EXERCISE REQUIREMENTS: Should the word "marker" occur in a line of the records, copy that line.

RECORDS TO USE:
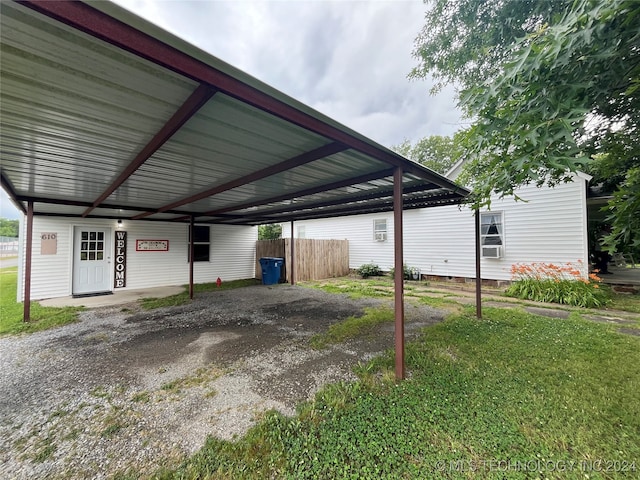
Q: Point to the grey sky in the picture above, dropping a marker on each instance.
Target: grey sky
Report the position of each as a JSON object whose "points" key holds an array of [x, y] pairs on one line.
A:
{"points": [[347, 59]]}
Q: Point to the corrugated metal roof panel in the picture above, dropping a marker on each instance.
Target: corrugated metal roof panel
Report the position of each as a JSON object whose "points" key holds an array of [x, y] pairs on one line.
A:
{"points": [[106, 114]]}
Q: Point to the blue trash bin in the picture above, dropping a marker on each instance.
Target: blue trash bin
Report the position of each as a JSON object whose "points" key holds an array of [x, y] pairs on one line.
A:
{"points": [[271, 270]]}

SOLUTION TO THIS EXERCISE:
Q: Point to the grey sky in the picture above, dropping a marker on each instance.
Q: Point to the corrugated metal roof panel in the picture above, dropping a marker on each instance.
Q: Point to the blue trash bin in the picture above, dropping a marker on each instance.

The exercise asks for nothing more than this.